▸ **Stored records**:
- Opening Delimiter -

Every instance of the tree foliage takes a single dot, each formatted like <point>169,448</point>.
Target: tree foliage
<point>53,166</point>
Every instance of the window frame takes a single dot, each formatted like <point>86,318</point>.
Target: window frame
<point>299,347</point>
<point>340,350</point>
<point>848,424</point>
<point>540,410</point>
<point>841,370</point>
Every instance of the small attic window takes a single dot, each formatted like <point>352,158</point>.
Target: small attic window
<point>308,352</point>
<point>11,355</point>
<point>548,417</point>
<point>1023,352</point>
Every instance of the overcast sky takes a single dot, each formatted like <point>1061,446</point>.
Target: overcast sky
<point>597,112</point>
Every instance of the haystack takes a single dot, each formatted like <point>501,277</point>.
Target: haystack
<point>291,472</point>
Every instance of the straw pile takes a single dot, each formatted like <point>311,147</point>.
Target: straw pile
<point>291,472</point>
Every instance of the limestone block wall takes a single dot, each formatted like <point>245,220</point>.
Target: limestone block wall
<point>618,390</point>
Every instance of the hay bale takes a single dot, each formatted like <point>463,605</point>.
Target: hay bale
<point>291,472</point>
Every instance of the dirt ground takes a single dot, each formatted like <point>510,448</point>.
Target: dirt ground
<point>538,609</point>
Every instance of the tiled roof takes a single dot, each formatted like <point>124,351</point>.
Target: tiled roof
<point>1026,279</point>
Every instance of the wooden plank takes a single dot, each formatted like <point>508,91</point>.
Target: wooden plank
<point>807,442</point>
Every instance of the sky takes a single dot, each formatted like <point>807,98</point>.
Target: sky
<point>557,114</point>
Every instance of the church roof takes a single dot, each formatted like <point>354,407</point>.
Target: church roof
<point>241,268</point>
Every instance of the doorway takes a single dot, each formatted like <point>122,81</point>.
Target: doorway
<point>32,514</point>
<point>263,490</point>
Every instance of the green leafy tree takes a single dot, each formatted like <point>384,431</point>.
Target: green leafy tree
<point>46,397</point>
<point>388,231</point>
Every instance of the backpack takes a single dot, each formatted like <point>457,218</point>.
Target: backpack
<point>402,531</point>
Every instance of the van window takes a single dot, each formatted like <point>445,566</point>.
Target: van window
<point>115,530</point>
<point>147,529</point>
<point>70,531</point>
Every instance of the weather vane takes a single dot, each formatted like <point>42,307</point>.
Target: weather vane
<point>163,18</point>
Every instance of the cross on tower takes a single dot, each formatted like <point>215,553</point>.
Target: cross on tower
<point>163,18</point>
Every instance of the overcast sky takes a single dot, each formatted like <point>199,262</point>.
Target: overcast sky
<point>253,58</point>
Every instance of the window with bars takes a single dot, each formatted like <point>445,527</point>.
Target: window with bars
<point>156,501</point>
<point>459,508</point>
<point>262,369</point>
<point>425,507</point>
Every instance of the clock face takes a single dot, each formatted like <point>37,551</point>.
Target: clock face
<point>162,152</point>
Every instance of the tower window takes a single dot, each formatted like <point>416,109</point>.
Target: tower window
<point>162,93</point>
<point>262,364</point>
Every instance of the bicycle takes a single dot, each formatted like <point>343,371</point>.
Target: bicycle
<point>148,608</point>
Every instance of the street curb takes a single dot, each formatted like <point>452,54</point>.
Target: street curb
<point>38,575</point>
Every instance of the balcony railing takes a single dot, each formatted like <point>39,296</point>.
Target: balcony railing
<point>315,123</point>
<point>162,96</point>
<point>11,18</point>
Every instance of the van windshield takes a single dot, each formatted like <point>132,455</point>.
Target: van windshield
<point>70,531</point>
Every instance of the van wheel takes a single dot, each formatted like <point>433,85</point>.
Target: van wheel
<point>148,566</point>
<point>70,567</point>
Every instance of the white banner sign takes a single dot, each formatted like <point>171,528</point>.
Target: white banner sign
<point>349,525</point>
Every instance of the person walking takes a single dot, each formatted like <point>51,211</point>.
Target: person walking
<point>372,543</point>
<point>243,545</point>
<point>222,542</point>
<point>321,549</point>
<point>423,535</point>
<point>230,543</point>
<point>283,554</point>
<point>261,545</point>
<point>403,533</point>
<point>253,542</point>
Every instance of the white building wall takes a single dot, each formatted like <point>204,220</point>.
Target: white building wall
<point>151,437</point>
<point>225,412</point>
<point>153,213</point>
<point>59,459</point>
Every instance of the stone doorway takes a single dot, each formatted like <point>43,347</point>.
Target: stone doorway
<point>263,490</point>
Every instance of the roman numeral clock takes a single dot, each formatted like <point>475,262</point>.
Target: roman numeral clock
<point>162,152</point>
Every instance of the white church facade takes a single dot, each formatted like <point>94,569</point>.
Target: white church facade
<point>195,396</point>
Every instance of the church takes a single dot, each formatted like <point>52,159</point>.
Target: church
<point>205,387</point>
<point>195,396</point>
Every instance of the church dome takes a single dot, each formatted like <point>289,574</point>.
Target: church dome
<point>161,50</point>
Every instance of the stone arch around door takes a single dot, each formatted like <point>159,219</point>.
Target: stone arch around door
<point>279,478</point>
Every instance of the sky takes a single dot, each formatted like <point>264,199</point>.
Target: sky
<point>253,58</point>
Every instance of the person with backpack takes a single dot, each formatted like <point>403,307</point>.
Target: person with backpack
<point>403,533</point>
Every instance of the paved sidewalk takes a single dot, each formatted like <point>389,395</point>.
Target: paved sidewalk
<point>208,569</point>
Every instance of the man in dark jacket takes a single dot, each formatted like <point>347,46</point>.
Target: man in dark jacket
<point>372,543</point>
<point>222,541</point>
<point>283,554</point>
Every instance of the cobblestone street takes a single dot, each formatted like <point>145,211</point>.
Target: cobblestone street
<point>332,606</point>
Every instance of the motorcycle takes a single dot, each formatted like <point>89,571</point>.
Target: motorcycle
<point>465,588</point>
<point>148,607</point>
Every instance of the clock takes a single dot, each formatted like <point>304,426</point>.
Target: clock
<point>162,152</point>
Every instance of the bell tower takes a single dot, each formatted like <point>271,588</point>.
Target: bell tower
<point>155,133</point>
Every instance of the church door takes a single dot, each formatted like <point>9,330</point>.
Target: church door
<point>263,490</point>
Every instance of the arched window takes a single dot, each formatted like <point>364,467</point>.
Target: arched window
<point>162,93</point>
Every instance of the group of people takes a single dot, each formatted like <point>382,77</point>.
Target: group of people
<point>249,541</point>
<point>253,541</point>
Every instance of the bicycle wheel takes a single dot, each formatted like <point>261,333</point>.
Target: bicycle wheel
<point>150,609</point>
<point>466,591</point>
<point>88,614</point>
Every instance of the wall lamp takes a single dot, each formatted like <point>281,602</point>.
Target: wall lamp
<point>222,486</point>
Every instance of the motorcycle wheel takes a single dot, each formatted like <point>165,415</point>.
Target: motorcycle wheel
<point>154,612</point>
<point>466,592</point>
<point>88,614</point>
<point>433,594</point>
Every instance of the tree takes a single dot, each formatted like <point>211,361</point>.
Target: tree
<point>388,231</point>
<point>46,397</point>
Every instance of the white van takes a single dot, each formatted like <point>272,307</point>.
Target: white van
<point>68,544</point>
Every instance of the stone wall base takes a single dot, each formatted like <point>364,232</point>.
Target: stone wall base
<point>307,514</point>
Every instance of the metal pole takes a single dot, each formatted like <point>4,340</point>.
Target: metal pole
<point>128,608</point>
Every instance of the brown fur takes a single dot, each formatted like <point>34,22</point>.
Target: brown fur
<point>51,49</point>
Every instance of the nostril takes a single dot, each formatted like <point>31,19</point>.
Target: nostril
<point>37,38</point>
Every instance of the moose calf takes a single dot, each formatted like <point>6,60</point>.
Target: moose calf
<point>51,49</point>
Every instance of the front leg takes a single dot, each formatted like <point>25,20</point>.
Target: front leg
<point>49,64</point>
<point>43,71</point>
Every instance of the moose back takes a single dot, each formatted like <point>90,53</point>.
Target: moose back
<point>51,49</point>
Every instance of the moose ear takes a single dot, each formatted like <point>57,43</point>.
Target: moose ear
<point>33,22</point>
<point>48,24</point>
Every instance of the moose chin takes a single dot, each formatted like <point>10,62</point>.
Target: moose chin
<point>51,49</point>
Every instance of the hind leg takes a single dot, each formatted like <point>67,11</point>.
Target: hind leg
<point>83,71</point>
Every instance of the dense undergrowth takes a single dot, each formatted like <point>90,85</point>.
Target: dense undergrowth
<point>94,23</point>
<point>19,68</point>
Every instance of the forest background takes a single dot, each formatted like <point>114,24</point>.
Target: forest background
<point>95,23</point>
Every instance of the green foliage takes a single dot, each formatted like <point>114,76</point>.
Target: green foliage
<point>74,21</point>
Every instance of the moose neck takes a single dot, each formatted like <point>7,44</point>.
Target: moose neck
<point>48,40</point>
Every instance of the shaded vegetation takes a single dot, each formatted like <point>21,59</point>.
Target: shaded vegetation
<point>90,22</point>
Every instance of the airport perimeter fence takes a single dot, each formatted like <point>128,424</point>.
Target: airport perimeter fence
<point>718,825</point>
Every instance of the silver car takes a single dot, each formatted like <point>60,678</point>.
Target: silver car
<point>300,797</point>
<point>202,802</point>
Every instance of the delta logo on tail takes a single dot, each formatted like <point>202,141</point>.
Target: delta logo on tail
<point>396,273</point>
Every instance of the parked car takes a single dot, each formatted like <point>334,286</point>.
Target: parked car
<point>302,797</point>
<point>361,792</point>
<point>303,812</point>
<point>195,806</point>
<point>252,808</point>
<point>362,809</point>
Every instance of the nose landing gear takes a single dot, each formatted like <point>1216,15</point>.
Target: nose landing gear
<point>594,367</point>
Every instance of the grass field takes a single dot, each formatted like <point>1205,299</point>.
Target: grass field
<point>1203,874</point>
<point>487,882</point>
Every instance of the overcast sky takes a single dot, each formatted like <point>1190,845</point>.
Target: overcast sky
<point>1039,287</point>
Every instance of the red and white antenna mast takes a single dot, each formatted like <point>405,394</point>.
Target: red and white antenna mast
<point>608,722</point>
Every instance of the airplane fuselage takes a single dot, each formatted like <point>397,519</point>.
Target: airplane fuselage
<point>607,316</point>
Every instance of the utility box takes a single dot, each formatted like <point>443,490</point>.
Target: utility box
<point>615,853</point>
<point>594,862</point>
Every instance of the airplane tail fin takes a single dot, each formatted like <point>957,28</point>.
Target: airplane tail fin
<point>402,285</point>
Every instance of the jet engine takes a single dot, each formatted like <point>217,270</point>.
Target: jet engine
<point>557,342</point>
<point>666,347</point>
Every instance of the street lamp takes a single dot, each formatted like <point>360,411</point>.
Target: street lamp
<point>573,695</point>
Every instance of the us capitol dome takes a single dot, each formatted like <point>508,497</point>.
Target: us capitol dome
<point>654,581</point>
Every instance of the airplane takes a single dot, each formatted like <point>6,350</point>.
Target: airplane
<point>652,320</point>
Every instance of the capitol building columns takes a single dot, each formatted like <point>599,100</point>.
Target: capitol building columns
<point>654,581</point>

- Closing Delimiter -

Here the job is to transcribe the lines from the first line of the data through the line containing "Every instance of the window frame", inclusive, exactly and with nothing else.

▸ **Result below**:
Every instance of the tree foliage takes a single dot, each formatted like <point>169,448</point>.
Target: tree foliage
<point>53,166</point>
Every instance of the window frame takes a single dot, each formatted like <point>86,318</point>.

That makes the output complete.